(Stored items)
Start of Block

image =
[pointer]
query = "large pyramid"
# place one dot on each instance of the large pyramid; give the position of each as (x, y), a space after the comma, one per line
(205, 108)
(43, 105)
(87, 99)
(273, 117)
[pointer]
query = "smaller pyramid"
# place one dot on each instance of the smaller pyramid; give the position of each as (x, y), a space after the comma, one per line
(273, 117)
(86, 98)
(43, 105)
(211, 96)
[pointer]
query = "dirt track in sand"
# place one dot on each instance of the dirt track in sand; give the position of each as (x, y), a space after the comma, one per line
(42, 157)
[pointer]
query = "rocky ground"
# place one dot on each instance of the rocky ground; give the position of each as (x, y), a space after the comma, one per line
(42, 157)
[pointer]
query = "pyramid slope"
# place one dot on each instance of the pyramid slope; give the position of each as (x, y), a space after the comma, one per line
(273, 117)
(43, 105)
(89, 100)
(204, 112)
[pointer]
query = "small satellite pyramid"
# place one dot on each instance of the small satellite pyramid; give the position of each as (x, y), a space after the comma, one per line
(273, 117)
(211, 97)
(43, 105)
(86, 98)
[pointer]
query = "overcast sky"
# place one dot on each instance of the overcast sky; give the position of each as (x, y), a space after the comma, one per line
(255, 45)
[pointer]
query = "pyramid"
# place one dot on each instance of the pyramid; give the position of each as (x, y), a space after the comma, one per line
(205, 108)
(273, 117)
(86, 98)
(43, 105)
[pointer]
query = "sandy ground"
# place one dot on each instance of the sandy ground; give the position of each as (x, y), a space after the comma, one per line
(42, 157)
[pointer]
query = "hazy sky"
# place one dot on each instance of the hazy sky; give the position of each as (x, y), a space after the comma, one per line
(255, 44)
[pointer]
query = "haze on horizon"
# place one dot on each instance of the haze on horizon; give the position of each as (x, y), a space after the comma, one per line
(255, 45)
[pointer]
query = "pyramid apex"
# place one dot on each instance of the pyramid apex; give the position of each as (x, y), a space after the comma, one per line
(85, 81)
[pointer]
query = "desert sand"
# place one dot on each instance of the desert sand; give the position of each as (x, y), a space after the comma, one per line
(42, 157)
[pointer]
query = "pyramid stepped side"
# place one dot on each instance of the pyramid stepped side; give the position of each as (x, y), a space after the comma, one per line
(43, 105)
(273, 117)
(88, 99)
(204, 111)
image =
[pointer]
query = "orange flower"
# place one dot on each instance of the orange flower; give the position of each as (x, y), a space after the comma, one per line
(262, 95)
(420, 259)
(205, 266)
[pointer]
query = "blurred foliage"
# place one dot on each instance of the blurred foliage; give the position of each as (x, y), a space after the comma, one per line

End of Block

Make an exact copy of every record listed above.

EXERCISE SOLUTION:
image =
[pointer]
query = "large pyramid"
# place one dot on each instance of the large pyramid; give the position of each as (x, y), a space after the comma, one per line
(205, 108)
(43, 105)
(87, 99)
(273, 117)
[pointer]
query = "smaller pyramid"
# place one dot on each instance of the smaller pyramid; give the position of each as (x, y), a space after the comma, one per line
(273, 117)
(86, 98)
(43, 105)
(211, 96)
[pointer]
query = "dirt track in sand"
# place one dot on each instance of the dirt track in sand; give the position of each as (x, y), a space after the comma, one per line
(42, 157)
[pointer]
query = "rocky ground"
# place one dot on each instance of the rocky ground; give the position of each as (x, y), a space after the comma, one per line
(42, 157)
[pointer]
query = "pyramid slope"
# place one dot on each instance of the pyramid slope; give the position of each as (x, y), a space after the comma, one per line
(273, 117)
(43, 105)
(89, 100)
(204, 112)
[pointer]
query = "small satellite pyramid"
# place one dot on each instance of the small satellite pyramid; give the position of each as (x, y), a space after the comma, one per line
(273, 117)
(211, 97)
(43, 105)
(86, 98)
[pointer]
query = "overcast sky"
# place one dot on each instance of the overcast sky; give the position of each as (x, y), a space after the comma, one per line
(255, 45)
[pointer]
query = "pyramid"
# place one dot on each instance of the pyramid; give the position of each as (x, y), a space after the comma, one per line
(205, 108)
(273, 117)
(86, 98)
(43, 105)
[pointer]
query = "sandy ground"
# place one dot on each instance of the sandy ground; give the position of each as (x, y), a space after the comma, one per line
(42, 157)
[pointer]
query = "hazy sky"
# place one dot on each instance of the hazy sky; give the position of each as (x, y), a space after the comma, one per line
(255, 44)
[pointer]
query = "haze on horizon"
# place one dot on each instance of the haze on horizon; give the position of each as (x, y), a space after the comma, one per line
(255, 45)
[pointer]
query = "pyramid apex"
# place one dot on each instance of the pyramid apex; give the position of each as (x, y), a space after the comma, one per line
(85, 81)
[pointer]
query = "desert sand"
# place one dot on each instance of the desert sand; give the position of each as (x, y), a space after the comma, one per line
(42, 157)
[pointer]
query = "pyramid stepped side"
# place one dot on each instance of the pyramid stepped side; give the position of each as (x, y), a space after the comma, one per line
(43, 105)
(273, 117)
(88, 99)
(204, 111)
image =
[pointer]
query = "orange flower"
# place one dot on each instance of the orange flower; give the position of each as (x, y), a space after the comma, one per line
(262, 95)
(420, 259)
(205, 266)
[pointer]
query = "blurred foliage"
# place one dot on each instance of the blurred foliage; give the position of each as (x, y), a space after the comma, one per line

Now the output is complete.